2020 what a year! Due to the Covid-19 global pandemic we have all missed out on many of life’s great pleasures this year  – holidays, day trips, meals out, catching up with friends/family and of course a day at the test match!

It’s a highlight in any cricket lover’s calendar and something greatly missed this year. It offers the chance to escape from the stresses and strains of daily life and watch our nation’s finest cricketers head into battle.

Playing Weather Lottery

Watching Test Cricket in England can be a lottery though thanks to the good old British weather, you find yourself checking the forecast with even more alarming regularity than normal and praying for a decent day. Most of us don’t even want 25 degree sunshine because we’ll most likely get burnt to a crisp by the close of play! No just a dry mild day will always suffice.

On a recent visit to the Lords I managed to choose the first day in 20 odd years that the opening day of a test match at the home of cricket was abandoned without a ball being bowled! The lack of cricket forced my mate and I to seek refuge in a North London hostelry for 9 hours until we could catch our designated train home, every cloud and all that!

The last test match I attended was the 2019 Ashes fixture at a bitterly cold Old Trafford in mid-September. Yes you read correctly a mid-September test match in Manchester, and the North West weather lived up to its reputation with temperatures in single figures and a freezing cold wind howling across the open ground, it was even too cold for beer! The conditions were clearly not enjoyed by Jofra who bowled in multiple sweaters throughout the day, I didn’t blame him I had to make a dash to the Lancashire CCC shop to purchase an additional layer and a bob hat, no such problems ever occur in Brisbane!

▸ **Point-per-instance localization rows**
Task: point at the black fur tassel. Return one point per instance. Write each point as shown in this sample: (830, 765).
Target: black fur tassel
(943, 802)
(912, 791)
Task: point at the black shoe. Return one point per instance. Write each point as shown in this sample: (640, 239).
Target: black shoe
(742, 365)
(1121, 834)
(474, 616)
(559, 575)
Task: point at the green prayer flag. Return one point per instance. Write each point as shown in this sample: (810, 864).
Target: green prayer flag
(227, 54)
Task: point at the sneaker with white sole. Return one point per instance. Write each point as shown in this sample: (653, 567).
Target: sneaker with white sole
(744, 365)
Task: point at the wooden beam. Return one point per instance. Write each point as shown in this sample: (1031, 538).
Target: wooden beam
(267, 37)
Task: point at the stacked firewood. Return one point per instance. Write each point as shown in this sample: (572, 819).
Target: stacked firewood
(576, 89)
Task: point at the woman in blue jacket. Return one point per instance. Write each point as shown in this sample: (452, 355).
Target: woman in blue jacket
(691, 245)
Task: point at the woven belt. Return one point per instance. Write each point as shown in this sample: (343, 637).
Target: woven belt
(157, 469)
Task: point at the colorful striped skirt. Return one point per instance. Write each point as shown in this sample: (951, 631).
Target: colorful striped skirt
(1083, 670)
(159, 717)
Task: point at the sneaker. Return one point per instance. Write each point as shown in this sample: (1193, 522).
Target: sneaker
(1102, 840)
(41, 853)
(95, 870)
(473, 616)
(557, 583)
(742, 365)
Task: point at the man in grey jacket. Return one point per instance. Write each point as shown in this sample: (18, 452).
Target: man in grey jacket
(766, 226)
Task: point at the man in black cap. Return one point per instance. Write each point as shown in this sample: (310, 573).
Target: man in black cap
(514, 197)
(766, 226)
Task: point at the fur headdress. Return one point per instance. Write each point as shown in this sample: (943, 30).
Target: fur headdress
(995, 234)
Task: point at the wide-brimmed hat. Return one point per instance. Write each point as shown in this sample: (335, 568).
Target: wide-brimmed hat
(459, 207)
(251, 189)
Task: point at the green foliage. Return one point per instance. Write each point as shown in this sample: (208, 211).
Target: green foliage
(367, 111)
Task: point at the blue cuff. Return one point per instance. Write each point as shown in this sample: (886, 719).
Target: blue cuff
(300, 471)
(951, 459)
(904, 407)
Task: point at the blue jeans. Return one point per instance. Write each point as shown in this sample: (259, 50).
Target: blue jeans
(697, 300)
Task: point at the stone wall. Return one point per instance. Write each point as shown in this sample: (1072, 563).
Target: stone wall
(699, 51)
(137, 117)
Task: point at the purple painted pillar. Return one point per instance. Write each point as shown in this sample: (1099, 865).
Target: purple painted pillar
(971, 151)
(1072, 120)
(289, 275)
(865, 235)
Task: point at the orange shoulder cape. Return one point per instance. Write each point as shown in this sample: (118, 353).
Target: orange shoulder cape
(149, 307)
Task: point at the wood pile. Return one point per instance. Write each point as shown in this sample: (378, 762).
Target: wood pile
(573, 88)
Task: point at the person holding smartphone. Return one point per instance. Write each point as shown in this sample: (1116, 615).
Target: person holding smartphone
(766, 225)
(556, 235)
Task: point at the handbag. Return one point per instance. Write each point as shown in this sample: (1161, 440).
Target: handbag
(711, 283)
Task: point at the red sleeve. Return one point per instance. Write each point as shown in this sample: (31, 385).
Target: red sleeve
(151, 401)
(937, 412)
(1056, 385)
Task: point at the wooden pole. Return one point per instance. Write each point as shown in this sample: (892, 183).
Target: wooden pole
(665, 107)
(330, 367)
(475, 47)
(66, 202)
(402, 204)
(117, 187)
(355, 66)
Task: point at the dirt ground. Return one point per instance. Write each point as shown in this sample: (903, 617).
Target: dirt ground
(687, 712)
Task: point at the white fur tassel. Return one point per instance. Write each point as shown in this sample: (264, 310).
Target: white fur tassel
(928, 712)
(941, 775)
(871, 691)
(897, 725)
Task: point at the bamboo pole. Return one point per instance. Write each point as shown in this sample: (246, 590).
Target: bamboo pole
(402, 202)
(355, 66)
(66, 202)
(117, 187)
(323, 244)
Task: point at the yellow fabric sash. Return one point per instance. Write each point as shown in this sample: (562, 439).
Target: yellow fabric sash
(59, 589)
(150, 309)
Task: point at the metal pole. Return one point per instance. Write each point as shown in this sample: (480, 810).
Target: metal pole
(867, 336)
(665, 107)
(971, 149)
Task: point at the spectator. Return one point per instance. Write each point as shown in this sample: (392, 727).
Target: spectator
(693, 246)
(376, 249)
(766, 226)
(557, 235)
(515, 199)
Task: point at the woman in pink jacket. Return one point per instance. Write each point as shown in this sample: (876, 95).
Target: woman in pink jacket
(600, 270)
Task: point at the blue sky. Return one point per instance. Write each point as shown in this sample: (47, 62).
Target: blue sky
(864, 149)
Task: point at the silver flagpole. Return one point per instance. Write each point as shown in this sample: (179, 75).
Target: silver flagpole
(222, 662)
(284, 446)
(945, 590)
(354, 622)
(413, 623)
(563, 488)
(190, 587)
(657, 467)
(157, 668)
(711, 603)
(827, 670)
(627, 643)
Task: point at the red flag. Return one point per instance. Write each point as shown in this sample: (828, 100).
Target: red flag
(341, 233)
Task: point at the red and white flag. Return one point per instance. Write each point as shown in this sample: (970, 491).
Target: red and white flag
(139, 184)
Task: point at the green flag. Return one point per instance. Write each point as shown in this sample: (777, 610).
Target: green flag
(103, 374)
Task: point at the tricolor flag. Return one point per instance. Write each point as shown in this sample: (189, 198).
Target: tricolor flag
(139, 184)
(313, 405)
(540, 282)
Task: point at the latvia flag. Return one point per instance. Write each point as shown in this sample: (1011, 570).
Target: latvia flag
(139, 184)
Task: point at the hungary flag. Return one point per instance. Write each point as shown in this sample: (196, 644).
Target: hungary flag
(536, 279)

▸ **Instructions**
(A) Answer these questions from the passage about watching Test cricket:
(i) How many hours did the writer and a friend spend in the North London hostelry?
(ii) At which ground was the 2019 Ashes match the writer last attended?
(iii) What did the writer buy at the Lancashire CCC shop?
(B) Write the next paragraph of the passage about watching Test cricket in England, picking up after its final sentence.
The rows have nothing to do with the passage about watching Test cricket.

▸ **Results in order**
(A)
(i) 9 hours
(ii) Old Trafford
(iii) An additional layer and a bob hat

(B)
The Test Match Venues

Watching a day’s test cricket varies from ground to ground. I am a purist and love going to Lords, it’s a sports stadium like no other I have visited, you can feel the history oozing out of the walls of NW8 and one can visualise the greats of the game walking through the famous Long Room. Lords has an air of calm and tranquillity where you are more likely to hear the pop of champagne corks rather than football style chanting after another beer snake is confiscated by an overzealous steward as you do at most other test match grounds.

Lords – The Home of Cricket looking a picture. (c) Sarah Williams

Trent Bridge, Nottingham is another favourite, slightly smaller and more intimate than some of its counterparts where the stadium architecture blends together seamlessly. Old Trafford, Manchester has improved dramatically over the last few years. When the square was rotated and a big red box like building was erected I wasn’t sure, but the subsequent improvements have turned what was once a soleus stadium in the 80’s and 90’s into something that’s rather quite impressive.

Fortress Edgbaston, Birmingham is traditionally the stronghold of the England cricket team, we have a fantastic record in the West Midlands over recent years where the crowd are always vocal and provide an intimidating atmosphere for visiting opposition. Headingly, Leeds is currently a work in progress with additional ground improvements ongoing, but you can see it is following a similar style to that of Old Trafford and Edgbaston. Visiting teams are always ensured of a hostile welcome from the England supporters watching from the famous Western Terrace where the beer flows like water!

The Oval, London the second ground in our nation’s capital and typically the venue for the summer’s final test match. It has hosted some truly epic cricketing moments over the years as series are decided and heroes made. It’s the views that make The Oval so unique with the iconic gas works visible all around the ground which gives a wonderful reminder of the areas industrial past, further in the distance a view of the City of London and Canary Wharf are a fantastic sight when the weather and the London smog allows.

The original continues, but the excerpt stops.